(Goal 1): Sum up the thread about a quiver for a Bear Grizzly in two sentences.

(Text extract):
# Quiver for bear grizzly?



## richbat (Nov 22, 2008)

assuming it's a one piece bow,i'd go with selway,thunderhorn or eaglesflight. there are many more though. bear did make a spring arm quiver also.


----------



## I'm Not Ted (Feb 12, 2009)

I heard that the Bear quiver was noisy and heavy.


----------



## SlowBowInMO (Dec 4, 2003)

I've had the Bear quiver, used it for many years on the bow but ended up converting it to a GFA. All my bow quivers are now Eagles Flights and I absolutely love 'em.

I did not find the Bear (Delta) noisy at all but it was very heavy. Not a good feature in a bow quiver IMO.


----------



## Redneck5544 (Jul 17, 2008)

thanks all


----------



## I'm Not Ted (Feb 12, 2009)

SlowBowInMO said:


> I've had the Bear quiver, used it for many years on the bow but ended up converting it to a GFA. All my bow quivers are now Eagles Flights and I absolutely love 'em.
> 
> I did not find the Bear (Delta) noisy at all but it was very heavy. Not a good feature in a bow quiver IMO.


Isn't the hood aluminum or something?


----------



## SlowBowInMO (Dec 4, 2003)

Some of the vintage Bear quivers have alloy hoods of some sort, never tried one but I imagine they probably are noisy. I think he's talking about the current Bear bolt on quiver, those are plastic with a very good foam insert. I've never had a peep out of mine. Heavy though...


----------



## I'm Not Ted (Feb 12, 2009)

Here's the one I'm thinking of. Look at some of the reviews.

http://www.3riversarchery.com/Quivers+Bow+Fred+Bear+Quiver++Custom_c14_s21_p43_i3193_product.html


----------



## wings (Oct 27, 2005)

*quiver*

I shoot the same bow and im looking at getting the mini-boa from 3 rivers archery!!


----------



## Redneck5544 (Jul 17, 2008)

*quiver*

i am looking at the boa bow quiver on three rivers archery it is not over priced like some others are. whould like leather but that runs the price up


----------



## SlowBowInMO (Dec 4, 2003)

I'm Not Ted said:


> Here's the one I'm thinking of. Look at some of the reviews.
> 
> http://www.3riversarchery.com/Quivers+Bow+Fred+Bear+Quiver++Custom_c14_s21_p43_i3193_product.html


That's the one I was referring to also, so we are on the same page. I read the reviews, you're right lots of complaints about noise. That has not been my experience but mine is nearly 15 years old...maybe quality has gone downhill. 

I've not tried the Boa but have heard nothing but positives...but I don't think you can beat an Eagles Flight for the money.


----------



## Redneck5544 (Jul 17, 2008)

thanks


----------

(Records for the task):

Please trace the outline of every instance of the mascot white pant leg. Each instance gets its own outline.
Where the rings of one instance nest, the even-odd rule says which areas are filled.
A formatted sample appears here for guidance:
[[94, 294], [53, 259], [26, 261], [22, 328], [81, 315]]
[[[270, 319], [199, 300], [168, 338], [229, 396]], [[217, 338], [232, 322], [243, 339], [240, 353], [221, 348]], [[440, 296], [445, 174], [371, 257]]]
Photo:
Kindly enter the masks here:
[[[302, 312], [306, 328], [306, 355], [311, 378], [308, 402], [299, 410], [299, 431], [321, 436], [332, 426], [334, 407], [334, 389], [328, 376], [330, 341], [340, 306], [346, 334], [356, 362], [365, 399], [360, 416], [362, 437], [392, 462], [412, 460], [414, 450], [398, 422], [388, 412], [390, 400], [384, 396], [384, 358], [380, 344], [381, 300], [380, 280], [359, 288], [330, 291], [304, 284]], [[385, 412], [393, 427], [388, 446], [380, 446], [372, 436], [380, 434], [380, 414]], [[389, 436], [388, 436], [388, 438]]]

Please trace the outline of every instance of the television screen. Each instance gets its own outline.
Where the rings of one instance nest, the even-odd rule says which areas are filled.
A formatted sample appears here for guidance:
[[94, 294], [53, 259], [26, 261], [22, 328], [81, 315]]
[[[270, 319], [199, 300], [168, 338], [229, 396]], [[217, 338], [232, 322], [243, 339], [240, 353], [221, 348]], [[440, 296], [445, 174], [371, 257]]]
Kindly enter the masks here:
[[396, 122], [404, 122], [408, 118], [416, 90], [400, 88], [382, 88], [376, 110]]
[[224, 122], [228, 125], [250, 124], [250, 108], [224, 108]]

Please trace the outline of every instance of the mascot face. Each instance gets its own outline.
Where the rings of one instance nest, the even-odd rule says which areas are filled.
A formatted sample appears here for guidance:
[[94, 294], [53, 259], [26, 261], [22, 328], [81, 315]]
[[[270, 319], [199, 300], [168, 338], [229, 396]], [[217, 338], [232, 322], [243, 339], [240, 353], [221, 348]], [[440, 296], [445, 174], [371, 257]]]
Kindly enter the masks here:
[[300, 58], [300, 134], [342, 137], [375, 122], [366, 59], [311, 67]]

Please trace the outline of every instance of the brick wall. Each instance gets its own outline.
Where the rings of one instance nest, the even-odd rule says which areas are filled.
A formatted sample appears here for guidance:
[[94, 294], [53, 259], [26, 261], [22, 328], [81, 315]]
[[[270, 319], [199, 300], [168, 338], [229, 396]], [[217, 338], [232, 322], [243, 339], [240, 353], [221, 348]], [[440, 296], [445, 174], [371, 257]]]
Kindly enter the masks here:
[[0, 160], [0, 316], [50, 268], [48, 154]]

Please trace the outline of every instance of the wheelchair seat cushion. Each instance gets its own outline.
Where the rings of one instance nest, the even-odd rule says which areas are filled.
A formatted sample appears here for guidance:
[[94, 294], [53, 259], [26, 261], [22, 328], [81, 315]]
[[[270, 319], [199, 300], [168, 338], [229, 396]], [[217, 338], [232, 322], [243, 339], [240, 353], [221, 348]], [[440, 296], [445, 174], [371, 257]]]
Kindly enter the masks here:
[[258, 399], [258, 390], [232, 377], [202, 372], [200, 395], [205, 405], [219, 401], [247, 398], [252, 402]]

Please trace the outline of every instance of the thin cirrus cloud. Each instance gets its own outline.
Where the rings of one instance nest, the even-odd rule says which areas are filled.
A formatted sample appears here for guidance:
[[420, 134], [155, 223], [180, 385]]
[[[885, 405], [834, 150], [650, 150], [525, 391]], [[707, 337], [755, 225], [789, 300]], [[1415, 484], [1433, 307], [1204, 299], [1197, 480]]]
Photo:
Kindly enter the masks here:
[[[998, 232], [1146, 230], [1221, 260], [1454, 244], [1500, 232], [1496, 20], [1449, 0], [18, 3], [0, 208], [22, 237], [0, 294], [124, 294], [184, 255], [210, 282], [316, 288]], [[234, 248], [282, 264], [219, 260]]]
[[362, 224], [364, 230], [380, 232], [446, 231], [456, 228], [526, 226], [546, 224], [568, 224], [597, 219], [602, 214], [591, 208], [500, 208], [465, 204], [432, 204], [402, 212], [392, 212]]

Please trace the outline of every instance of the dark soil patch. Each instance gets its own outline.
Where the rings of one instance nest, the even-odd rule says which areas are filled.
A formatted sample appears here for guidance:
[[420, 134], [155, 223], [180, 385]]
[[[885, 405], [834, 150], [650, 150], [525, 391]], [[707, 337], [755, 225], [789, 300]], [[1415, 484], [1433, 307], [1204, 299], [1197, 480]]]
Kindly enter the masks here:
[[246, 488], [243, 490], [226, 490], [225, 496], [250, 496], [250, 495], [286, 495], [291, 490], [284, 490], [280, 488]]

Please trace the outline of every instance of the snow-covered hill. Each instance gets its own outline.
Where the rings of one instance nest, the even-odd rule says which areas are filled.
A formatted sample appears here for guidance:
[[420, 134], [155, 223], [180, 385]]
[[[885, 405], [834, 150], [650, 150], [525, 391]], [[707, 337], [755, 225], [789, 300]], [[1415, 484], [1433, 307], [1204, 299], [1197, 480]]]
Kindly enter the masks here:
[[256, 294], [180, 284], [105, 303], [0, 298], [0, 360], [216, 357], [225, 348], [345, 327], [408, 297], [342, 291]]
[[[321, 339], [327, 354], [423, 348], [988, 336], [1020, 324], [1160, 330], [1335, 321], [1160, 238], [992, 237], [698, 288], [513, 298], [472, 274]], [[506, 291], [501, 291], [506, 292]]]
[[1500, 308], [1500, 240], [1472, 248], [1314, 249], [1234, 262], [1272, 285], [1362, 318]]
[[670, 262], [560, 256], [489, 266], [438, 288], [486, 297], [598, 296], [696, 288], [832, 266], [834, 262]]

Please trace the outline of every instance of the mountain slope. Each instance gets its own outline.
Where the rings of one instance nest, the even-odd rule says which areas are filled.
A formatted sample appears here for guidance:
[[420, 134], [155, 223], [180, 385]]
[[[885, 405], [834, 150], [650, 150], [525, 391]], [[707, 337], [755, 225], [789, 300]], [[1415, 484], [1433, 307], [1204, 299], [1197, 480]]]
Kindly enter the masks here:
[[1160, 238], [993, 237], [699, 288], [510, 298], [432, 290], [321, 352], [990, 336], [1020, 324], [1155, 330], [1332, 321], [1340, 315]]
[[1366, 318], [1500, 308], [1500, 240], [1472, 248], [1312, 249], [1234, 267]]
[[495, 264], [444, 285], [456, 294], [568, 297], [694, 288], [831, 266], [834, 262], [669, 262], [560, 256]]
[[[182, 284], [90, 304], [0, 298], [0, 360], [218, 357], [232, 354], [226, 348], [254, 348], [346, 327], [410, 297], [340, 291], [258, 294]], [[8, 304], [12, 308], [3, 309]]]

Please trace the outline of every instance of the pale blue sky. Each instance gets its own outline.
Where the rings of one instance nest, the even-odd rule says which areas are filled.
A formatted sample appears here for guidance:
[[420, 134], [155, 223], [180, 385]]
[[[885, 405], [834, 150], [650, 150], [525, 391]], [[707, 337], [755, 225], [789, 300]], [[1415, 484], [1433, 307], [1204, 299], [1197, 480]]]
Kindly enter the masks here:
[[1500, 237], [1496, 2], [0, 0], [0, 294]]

(Goal 2): Scale the records above from the line containing "Please trace the outline of every instance of the brick" down to the line containing "398], [252, 402]]", both included, writing out all those lines again, requests too. Multiply every coordinate in the answer outlines by 2.4 and round to whole numbers with halves going up, but leave the requests and their format samples unchanged.

(Written reply 1): Posters suggest Selway, Thunderhorn, or Eagles Flight quivers and debate the Bear quiver, which one longtime owner found very heavy but not noisy, though he agrees the reviews complain a lot about noise. Two posters are looking at the Boa quiver from 3 Rivers Archery, while the longtime Bear owner doubts anything beats an Eagles Flight for the money.

(Written reply 2):
Please trace the outline of every instance of the brick wall. Each instance gets its own outline.
Where the rings of one instance nest, the even-odd rule says which areas are filled.
A formatted sample appears here for guidance:
[[94, 294], [53, 259], [26, 261], [22, 328], [81, 315]]
[[[270, 319], [199, 300], [168, 338], [229, 396]], [[217, 338], [232, 322], [243, 339], [240, 353], [221, 348]], [[440, 296], [445, 174], [371, 257]]]
Kindly enter the masks here:
[[0, 384], [0, 758], [120, 643], [115, 370]]

Please trace the outline of every instance of the wheelchair seat cushion. Each instance gets its own outline.
Where the rings of one instance nest, the even-odd rule says which areas are filled.
A formatted sample appears here for guidance:
[[94, 294], [53, 259], [26, 261], [22, 328], [81, 315]]
[[[270, 319], [199, 300], [168, 338], [229, 396]], [[217, 338], [232, 322], [243, 339], [240, 353], [221, 348]], [[440, 296], [445, 174], [371, 257]]]
Kindly enter the masks here:
[[619, 958], [619, 936], [557, 905], [485, 893], [480, 948], [492, 972], [526, 962], [593, 955], [605, 965]]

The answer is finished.